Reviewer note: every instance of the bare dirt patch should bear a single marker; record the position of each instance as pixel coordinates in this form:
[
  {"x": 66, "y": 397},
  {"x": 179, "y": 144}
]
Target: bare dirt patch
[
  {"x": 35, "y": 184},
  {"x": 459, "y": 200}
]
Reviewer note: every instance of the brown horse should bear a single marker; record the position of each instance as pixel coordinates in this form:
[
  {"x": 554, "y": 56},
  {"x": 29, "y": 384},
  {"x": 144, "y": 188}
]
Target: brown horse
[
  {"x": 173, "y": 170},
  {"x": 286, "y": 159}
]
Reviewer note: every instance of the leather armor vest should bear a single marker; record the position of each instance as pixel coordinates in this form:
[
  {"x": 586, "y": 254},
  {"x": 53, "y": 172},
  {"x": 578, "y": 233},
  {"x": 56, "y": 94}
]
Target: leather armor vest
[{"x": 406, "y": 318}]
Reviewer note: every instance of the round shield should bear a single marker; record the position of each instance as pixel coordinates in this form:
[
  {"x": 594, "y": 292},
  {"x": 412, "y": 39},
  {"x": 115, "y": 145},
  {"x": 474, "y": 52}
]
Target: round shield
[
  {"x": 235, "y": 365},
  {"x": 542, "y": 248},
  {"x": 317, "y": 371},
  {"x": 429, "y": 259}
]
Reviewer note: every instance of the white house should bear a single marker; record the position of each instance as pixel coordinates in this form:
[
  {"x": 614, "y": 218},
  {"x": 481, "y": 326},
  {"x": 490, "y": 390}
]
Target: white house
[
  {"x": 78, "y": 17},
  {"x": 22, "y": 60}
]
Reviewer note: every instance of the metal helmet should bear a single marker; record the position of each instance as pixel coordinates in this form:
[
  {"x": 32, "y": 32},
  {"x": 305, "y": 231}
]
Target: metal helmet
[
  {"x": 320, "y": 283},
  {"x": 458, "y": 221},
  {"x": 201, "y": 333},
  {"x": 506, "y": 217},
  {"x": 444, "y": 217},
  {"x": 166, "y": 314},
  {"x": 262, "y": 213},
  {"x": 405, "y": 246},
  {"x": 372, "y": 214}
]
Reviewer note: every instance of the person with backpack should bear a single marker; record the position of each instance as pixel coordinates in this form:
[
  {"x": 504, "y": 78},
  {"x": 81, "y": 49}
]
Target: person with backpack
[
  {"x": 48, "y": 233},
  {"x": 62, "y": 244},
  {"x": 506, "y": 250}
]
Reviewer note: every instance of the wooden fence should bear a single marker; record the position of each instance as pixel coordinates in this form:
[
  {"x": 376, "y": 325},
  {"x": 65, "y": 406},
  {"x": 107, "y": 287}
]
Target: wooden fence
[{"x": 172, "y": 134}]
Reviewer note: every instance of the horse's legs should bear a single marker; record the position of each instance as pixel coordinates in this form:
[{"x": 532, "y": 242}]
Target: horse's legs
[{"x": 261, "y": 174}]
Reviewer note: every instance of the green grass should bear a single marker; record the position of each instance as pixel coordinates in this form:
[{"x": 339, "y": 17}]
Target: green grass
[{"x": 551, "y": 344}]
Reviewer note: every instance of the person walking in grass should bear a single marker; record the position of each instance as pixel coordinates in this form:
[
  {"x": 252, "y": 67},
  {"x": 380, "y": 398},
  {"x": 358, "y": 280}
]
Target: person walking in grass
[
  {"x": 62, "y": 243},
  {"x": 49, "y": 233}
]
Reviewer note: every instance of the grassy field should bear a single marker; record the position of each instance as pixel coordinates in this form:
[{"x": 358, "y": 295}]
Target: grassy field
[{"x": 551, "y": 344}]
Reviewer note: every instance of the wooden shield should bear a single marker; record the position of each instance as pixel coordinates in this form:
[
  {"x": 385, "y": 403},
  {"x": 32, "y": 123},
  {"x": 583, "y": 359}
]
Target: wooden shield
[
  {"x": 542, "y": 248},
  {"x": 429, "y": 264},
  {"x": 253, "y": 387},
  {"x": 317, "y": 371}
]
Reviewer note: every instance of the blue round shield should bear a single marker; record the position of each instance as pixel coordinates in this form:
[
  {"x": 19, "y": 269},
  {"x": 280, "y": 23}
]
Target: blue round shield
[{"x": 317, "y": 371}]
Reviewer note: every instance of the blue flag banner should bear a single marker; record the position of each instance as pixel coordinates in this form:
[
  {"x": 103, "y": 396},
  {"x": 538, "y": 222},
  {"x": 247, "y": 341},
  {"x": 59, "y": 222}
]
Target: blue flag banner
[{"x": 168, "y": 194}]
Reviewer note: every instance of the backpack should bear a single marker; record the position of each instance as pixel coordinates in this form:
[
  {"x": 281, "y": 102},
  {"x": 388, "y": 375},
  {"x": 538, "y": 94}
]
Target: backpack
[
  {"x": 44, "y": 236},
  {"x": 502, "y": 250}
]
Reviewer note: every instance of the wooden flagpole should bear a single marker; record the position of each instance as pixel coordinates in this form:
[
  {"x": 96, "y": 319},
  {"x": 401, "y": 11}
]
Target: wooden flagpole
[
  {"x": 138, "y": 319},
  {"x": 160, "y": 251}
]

==========

Put every line of the rows above into a Markdown table with two columns, Line and Text: number the lines in order under Line, and put each line under Text. Leave out blank lines.

| Line | Text |
|---|---|
| 1 | Reviewer note: every instance of the bare dirt patch should bear a single marker; record the position of each instance as pixel coordinates in this form: |
| 2 | [ |
| 3 |   {"x": 66, "y": 397}, |
| 4 |   {"x": 179, "y": 144} |
| 5 | ] |
| 6 | Target: bare dirt patch |
| 7 | [ |
| 8 |   {"x": 35, "y": 184}, |
| 9 |   {"x": 459, "y": 200} |
| 10 | ] |
| 11 | Reviewer note: every instance of the brown horse should bear a single marker; record the position of each instance as pixel coordinates in this form: |
| 12 | [ |
| 13 |   {"x": 554, "y": 56}, |
| 14 |   {"x": 29, "y": 384}, |
| 15 |   {"x": 144, "y": 188} |
| 16 | ] |
| 17 | Target: brown horse |
| 18 | [ |
| 19 |   {"x": 173, "y": 170}, |
| 20 |   {"x": 286, "y": 159} |
| 21 | ] |
| 22 | Reviewer note: every instance of the leather armor vest should bear a single marker; record the position of each instance as pixel coordinates in this form: |
| 23 | [ |
| 24 |   {"x": 586, "y": 254}, |
| 25 |   {"x": 53, "y": 172}, |
| 26 |   {"x": 578, "y": 233}, |
| 27 |   {"x": 56, "y": 94} |
| 28 | ] |
| 29 | Target: leather armor vest |
| 30 | [{"x": 406, "y": 318}] |
| 31 | Reviewer note: every instance of the round shield should bear a single marker; record the position of each instance as pixel coordinates in this form: |
| 32 | [ |
| 33 |   {"x": 594, "y": 292}, |
| 34 |   {"x": 412, "y": 39}, |
| 35 |   {"x": 115, "y": 145}, |
| 36 |   {"x": 474, "y": 52} |
| 37 | ] |
| 38 | Target: round shield |
| 39 | [ |
| 40 |   {"x": 235, "y": 365}, |
| 41 |   {"x": 542, "y": 248}, |
| 42 |   {"x": 317, "y": 371}, |
| 43 |   {"x": 429, "y": 259} |
| 44 | ] |
| 45 | Reviewer note: every instance of the white house should bear a single marker; record the position of each instance as pixel coordinates in this form: |
| 46 | [ |
| 47 |   {"x": 614, "y": 218}, |
| 48 |   {"x": 481, "y": 326}, |
| 49 |   {"x": 490, "y": 390} |
| 50 | ] |
| 51 | Target: white house |
| 52 | [ |
| 53 |   {"x": 78, "y": 17}, |
| 54 |   {"x": 22, "y": 60} |
| 55 | ] |
| 56 | Reviewer note: every instance of the metal helmet should bear a single marker; record the position of each instance as pixel coordinates in this form: |
| 57 | [ |
| 58 |   {"x": 32, "y": 32}, |
| 59 |   {"x": 305, "y": 231} |
| 60 | ] |
| 61 | Target: metal helmet |
| 62 | [ |
| 63 |   {"x": 320, "y": 283}, |
| 64 |   {"x": 458, "y": 221}, |
| 65 |   {"x": 201, "y": 333}, |
| 66 |   {"x": 506, "y": 217}, |
| 67 |   {"x": 444, "y": 217}, |
| 68 |   {"x": 166, "y": 314}, |
| 69 |   {"x": 262, "y": 213}, |
| 70 |   {"x": 405, "y": 246}, |
| 71 |   {"x": 372, "y": 214} |
| 72 | ] |
| 73 | Reviewer note: every instance of the person with backpack should bear a single marker; record the position of each instance as pixel coordinates in this form: |
| 74 | [ |
| 75 |   {"x": 504, "y": 78}, |
| 76 |   {"x": 81, "y": 49} |
| 77 | ] |
| 78 | Target: person with backpack |
| 79 | [ |
| 80 |   {"x": 48, "y": 233}, |
| 81 |   {"x": 62, "y": 244}, |
| 82 |   {"x": 506, "y": 250} |
| 83 | ] |
| 84 | Reviewer note: every instance of the wooden fence should bear a single marker; record the position of each instance as pixel coordinates in this form: |
| 85 | [ |
| 86 |   {"x": 376, "y": 325}, |
| 87 |   {"x": 65, "y": 406}, |
| 88 |   {"x": 107, "y": 287} |
| 89 | ] |
| 90 | Target: wooden fence |
| 91 | [{"x": 172, "y": 134}] |
| 92 | Reviewer note: every instance of the horse's legs should bear a single marker; record the position of each instance as pixel coordinates in this form: |
| 93 | [{"x": 532, "y": 242}] |
| 94 | Target: horse's legs |
| 95 | [{"x": 261, "y": 174}] |
| 96 | Reviewer note: every instance of the green grass should bear a single marker; record the position of each instance as pixel coordinates in this form: |
| 97 | [{"x": 339, "y": 17}] |
| 98 | Target: green grass |
| 99 | [{"x": 551, "y": 344}] |
| 100 | Reviewer note: every instance of the person walking in grass should bear a single marker; record the position of each instance as pixel coordinates in this form: |
| 101 | [ |
| 102 |   {"x": 252, "y": 67}, |
| 103 |   {"x": 380, "y": 398}, |
| 104 |   {"x": 358, "y": 280} |
| 105 | ] |
| 106 | Target: person walking in grass |
| 107 | [ |
| 108 |   {"x": 62, "y": 243}, |
| 109 |   {"x": 49, "y": 233} |
| 110 | ] |
| 111 | Reviewer note: every instance of the grassy field should bear a single marker; record the position of each instance as pixel coordinates in this form: |
| 112 | [{"x": 358, "y": 295}] |
| 113 | Target: grassy field |
| 114 | [{"x": 551, "y": 344}] |
| 115 | Reviewer note: every instance of the wooden shield should bear a single marker; record the position of each instance as pixel coordinates in this form: |
| 116 | [ |
| 117 |   {"x": 385, "y": 403}, |
| 118 |   {"x": 32, "y": 123}, |
| 119 |   {"x": 583, "y": 359} |
| 120 | ] |
| 121 | Target: wooden shield |
| 122 | [ |
| 123 |   {"x": 542, "y": 248}, |
| 124 |   {"x": 429, "y": 264}, |
| 125 |   {"x": 253, "y": 387}, |
| 126 |   {"x": 317, "y": 371} |
| 127 | ] |
| 128 | Reviewer note: every instance of the blue round shield should bear a single marker; record the position of each instance as pixel coordinates in this form: |
| 129 | [ |
| 130 |   {"x": 19, "y": 269}, |
| 131 |   {"x": 280, "y": 23} |
| 132 | ] |
| 133 | Target: blue round shield |
| 134 | [{"x": 317, "y": 371}] |
| 135 | Reviewer note: every instance of the blue flag banner should bear a single marker; record the position of each instance as pixel coordinates in this form: |
| 136 | [ |
| 137 |   {"x": 103, "y": 396}, |
| 138 |   {"x": 538, "y": 222}, |
| 139 |   {"x": 247, "y": 341}, |
| 140 |   {"x": 59, "y": 222} |
| 141 | ] |
| 142 | Target: blue flag banner |
| 143 | [{"x": 168, "y": 194}] |
| 144 | Reviewer note: every instance of the backpack should bear a single marker; record the position of each instance as pixel coordinates in this form: |
| 145 | [ |
| 146 |   {"x": 281, "y": 102}, |
| 147 |   {"x": 388, "y": 375}, |
| 148 |   {"x": 538, "y": 94} |
| 149 | ] |
| 150 | Target: backpack |
| 151 | [ |
| 152 |   {"x": 44, "y": 236}, |
| 153 |   {"x": 502, "y": 250} |
| 154 | ] |
| 155 | Reviewer note: every instance of the wooden flagpole should bear a single marker; record the position of each instance as pixel coordinates in this form: |
| 156 | [ |
| 157 |   {"x": 96, "y": 319}, |
| 158 |   {"x": 401, "y": 11} |
| 159 | ] |
| 160 | Target: wooden flagpole |
| 161 | [ |
| 162 |   {"x": 138, "y": 319}, |
| 163 |   {"x": 160, "y": 251} |
| 164 | ] |